— Begin INFORMATION SHOWN —

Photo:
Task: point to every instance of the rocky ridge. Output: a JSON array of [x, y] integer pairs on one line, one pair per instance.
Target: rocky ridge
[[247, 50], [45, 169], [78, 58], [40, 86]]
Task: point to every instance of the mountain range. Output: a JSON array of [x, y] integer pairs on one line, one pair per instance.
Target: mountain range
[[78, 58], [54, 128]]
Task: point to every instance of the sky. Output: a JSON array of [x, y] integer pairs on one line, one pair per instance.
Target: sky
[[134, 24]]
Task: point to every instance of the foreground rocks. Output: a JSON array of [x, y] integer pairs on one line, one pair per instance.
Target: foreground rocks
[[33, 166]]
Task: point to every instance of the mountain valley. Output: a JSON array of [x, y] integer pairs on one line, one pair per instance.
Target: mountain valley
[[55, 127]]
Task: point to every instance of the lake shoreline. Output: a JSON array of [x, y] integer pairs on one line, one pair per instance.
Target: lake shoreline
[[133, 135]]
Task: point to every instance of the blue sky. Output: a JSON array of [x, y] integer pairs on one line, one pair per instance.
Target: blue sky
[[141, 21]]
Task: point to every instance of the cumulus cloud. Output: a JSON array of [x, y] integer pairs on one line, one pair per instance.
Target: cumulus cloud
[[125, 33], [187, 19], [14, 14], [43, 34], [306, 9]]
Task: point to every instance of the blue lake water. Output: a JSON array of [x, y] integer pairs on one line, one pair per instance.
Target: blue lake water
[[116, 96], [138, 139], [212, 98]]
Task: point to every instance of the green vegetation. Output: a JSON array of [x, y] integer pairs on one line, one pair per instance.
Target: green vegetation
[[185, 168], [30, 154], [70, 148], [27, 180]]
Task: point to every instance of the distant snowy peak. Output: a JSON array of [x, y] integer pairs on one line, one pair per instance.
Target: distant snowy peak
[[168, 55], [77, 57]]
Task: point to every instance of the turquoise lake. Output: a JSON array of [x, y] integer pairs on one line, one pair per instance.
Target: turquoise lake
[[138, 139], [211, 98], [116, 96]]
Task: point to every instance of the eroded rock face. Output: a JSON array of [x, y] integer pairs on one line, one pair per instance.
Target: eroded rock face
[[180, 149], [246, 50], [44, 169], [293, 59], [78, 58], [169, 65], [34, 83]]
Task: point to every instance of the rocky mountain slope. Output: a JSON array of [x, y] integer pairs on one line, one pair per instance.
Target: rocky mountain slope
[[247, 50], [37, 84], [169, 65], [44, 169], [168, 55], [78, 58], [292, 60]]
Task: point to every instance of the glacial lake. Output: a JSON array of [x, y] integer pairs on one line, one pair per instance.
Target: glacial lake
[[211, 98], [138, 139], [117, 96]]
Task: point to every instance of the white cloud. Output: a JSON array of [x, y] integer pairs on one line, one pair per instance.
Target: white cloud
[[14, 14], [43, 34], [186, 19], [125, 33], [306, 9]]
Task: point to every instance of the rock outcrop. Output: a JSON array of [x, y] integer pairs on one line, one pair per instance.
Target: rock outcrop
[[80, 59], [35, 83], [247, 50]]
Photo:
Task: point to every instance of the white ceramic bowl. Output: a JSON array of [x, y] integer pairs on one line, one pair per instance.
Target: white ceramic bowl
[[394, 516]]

— End INFORMATION SHOWN —

*STATED PROBLEM:*
Can you copy the rows above verbatim, starting at the very first line and ending with the line containing "[[141, 21]]", that line included?

*OUTPUT OF THE EXERCISE:*
Photo:
Task: point to every instance of the rocky ridge. Output: a JSON array of [x, y] integer pairs on one line, one pair per instance.
Target: rocky ridge
[[247, 50], [45, 169], [78, 58], [40, 86]]
Task: point to every instance of the mountain range. Output: a JSON array of [x, y] integer pairs on one line, one pair per instance.
Target: mountain range
[[78, 58], [54, 128]]
Task: point to every instance of the sky. Output: a JSON array of [x, y] integer pairs on one line, one pair per instance.
Target: sky
[[134, 24]]
Task: point to every instance of the foreground rocks. Output: a JSON array of [x, y] integer pairs on one line, one pair per instance.
Target: foreground rocks
[[33, 166]]
Task: point to every instance of the mountain valley. Output: a JSON array of [x, y] integer pairs on one line, one pair per instance.
Target: mountain valley
[[55, 127]]
Task: point to every instance of the lake shoreline. Output: a JSON array of [x, y] integer pairs on one line, one pair per instance.
Target: lake shoreline
[[133, 135]]
Task: point to every instance of the blue sky. Output: a JSON array of [x, y] integer pairs on one line, one pair per instance.
Target: blue sky
[[141, 21]]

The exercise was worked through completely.